FakeRadar: Probing Forgery Outliers to Detect Unknown Deepfake Videos¶

Conference: ICCV 2025 arXiv: 2512.14601 Code: N/A Area: AI Security Keywords: Deepfake Detection, Cross-Domain Generalization, Outlier Probing, Contrastive Learning, CLIP

TL;DR¶

This paper proposes FakeRadar, a deepfake video detection framework that actively generates outlier samples simulating unknown forgeries in the feature space via Forgery Outlier Probing, and designs an Outlier-Guided Tri-Training strategy with three-class optimization (Real/Fake/Outlier). FakeRadar significantly outperforms existing methods on cross-dataset and cross-manipulation evaluations.

Background & Motivation¶

Background: Deepfake technology has advanced rapidly, producing highly realistic face-manipulated videos, prompting a large body of detection work at both image and video levels.
Limitations of Prior Work: Existing methods rely on specific forgery artifacts (boundary inconsistencies, blinking anomalies, texture irregularities, etc.) and are effective only against known forgery types, with severely degraded generalization when facing novel generative techniques (e.g., diffusion models).
Key Challenge: Real faces form compact, dense distributions in feature space, while forged faces form sparse, scattered clusters due to diverse manipulation types — classifiers trained on known forgery patterns cannot cover the space of unknown ones.

Given problem 1 —
Translate this sentence from the FakeRadar summary into Spanish: "FakeRadar significantly outperforms existing methods on cross-dataset and cross-manipulation evaluations."

Supplied entries —

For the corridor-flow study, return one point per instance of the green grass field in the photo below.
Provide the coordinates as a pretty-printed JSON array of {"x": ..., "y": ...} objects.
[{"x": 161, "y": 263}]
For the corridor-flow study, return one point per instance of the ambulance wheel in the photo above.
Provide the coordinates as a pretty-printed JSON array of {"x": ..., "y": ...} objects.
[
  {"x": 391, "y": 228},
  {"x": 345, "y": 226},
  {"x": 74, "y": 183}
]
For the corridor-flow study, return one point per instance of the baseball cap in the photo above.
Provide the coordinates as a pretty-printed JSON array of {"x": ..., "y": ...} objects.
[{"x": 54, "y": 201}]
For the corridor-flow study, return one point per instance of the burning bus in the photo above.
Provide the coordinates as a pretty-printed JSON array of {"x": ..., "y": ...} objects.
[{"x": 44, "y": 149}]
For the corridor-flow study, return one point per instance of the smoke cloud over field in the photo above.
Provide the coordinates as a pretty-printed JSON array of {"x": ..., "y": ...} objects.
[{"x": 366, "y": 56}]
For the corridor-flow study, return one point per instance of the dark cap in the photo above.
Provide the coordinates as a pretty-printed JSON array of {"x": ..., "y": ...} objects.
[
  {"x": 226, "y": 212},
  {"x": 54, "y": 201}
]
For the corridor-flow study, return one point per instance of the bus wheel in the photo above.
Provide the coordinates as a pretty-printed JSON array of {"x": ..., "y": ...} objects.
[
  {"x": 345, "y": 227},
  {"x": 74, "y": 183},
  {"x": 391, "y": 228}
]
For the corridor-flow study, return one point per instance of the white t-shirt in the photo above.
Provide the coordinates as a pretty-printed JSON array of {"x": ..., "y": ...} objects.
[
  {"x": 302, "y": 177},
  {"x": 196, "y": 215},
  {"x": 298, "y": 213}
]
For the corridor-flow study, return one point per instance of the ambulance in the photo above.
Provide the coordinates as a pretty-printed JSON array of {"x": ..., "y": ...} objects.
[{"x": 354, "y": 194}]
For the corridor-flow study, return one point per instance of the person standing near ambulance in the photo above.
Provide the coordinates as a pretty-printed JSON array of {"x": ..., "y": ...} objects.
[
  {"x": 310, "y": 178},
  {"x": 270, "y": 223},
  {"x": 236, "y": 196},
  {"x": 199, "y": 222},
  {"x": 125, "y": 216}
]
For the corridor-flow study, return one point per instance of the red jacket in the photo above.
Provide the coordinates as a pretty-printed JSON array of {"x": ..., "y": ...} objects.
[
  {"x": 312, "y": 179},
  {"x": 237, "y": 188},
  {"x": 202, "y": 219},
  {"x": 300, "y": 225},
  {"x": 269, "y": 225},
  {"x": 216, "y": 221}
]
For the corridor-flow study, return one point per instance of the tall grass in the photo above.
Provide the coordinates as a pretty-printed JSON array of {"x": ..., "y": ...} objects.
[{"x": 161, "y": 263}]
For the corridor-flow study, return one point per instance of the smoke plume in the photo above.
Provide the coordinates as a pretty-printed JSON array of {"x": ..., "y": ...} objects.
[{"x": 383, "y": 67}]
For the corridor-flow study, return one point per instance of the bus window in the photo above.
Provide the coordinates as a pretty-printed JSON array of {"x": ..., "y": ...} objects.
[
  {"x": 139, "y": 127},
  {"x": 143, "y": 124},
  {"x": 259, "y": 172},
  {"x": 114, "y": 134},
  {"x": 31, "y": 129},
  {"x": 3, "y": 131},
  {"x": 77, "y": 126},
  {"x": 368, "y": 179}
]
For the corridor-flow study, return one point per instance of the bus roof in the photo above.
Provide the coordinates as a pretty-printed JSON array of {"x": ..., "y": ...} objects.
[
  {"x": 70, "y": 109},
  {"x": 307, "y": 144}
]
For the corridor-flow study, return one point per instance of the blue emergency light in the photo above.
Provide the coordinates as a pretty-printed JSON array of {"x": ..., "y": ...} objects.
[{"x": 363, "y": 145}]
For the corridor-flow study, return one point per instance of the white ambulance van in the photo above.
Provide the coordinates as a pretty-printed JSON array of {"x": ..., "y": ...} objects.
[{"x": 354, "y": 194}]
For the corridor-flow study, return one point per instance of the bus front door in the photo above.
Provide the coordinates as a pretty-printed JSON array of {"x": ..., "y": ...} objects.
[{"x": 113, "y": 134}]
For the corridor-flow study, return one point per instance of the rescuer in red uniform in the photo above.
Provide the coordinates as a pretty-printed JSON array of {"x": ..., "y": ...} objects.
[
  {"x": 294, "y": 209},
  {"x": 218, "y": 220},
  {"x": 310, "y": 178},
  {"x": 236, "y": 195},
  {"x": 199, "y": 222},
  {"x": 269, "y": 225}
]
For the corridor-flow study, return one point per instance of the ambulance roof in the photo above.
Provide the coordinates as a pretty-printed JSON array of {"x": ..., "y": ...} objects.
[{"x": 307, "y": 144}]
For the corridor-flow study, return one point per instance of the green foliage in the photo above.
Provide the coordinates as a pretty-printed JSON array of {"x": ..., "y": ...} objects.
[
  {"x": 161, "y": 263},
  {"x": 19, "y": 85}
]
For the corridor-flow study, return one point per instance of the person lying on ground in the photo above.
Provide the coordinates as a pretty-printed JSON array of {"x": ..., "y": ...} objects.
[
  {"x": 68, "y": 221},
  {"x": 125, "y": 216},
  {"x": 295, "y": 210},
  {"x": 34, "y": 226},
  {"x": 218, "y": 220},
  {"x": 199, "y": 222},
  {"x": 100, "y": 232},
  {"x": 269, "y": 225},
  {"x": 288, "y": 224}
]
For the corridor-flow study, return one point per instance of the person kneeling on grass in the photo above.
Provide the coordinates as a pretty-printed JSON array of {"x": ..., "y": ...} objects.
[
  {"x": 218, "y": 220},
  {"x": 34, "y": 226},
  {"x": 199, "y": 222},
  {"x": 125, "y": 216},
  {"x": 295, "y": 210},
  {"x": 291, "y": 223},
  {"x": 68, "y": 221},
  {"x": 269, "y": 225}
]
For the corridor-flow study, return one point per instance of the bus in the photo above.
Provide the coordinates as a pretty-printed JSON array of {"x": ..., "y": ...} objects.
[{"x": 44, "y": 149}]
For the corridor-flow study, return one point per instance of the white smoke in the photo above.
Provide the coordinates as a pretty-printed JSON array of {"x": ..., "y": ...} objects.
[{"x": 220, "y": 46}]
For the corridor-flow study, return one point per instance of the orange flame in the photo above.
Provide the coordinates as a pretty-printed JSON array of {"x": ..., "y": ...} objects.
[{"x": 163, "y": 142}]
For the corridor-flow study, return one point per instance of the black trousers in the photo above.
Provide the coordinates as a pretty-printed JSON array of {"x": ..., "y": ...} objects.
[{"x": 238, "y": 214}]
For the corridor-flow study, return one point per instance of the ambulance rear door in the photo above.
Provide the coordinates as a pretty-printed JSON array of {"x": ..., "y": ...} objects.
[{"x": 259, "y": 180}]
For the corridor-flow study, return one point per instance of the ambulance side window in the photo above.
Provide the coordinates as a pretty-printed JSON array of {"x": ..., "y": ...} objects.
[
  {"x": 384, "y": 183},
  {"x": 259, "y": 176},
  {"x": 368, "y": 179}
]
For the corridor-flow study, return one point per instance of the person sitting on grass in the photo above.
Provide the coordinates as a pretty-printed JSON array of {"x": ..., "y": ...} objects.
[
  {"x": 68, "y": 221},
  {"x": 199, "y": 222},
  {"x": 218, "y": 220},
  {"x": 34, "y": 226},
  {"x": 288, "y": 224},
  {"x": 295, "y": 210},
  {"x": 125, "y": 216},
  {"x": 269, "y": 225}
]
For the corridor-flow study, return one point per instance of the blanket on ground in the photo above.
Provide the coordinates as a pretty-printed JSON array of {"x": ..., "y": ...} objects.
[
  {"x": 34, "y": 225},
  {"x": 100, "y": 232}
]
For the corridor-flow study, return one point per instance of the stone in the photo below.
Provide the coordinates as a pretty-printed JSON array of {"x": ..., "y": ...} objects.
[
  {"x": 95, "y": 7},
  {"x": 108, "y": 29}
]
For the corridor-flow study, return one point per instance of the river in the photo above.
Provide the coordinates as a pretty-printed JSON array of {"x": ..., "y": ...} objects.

Given problem 2 —
Return each line of the rows that contains the string "roof".

Finished answer 1 —
FakeRadar supera significativamente a los métodos existentes en las evaluaciones entre conjuntos de datos y entre tipos de manipulación.

Finished answer 2 —
For the corridor-flow study, return one point per instance of the bus roof in the photo above.
For the corridor-flow study, return one point per instance of the ambulance roof in the photo above.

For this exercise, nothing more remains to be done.